___ PROVIDED RECORDS ___

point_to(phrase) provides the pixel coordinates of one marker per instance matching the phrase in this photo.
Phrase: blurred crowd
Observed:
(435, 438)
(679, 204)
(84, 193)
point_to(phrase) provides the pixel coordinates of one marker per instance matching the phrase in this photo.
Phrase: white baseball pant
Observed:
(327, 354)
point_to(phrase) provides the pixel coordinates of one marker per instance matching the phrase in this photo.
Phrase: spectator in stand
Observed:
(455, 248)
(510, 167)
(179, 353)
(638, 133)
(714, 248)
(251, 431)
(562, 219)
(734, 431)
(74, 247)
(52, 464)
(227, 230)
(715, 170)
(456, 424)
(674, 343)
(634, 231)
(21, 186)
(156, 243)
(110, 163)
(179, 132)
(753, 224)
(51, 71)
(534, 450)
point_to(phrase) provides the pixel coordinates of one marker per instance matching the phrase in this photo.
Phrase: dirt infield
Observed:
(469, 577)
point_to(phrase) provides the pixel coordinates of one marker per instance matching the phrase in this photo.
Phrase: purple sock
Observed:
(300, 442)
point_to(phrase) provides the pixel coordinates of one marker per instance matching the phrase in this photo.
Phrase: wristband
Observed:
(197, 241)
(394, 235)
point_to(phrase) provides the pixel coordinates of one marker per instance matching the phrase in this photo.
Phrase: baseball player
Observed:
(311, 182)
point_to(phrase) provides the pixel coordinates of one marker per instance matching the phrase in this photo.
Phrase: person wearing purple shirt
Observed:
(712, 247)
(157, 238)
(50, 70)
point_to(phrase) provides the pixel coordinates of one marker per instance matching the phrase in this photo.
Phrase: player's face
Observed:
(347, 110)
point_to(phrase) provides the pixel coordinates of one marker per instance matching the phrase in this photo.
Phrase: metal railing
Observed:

___

## TASK DIRECTIONS
Your job is to copy out every line from the records above that has the word "player".

## PROBLEM SOLUTION
Phrase: baseball player
Phrase: player's face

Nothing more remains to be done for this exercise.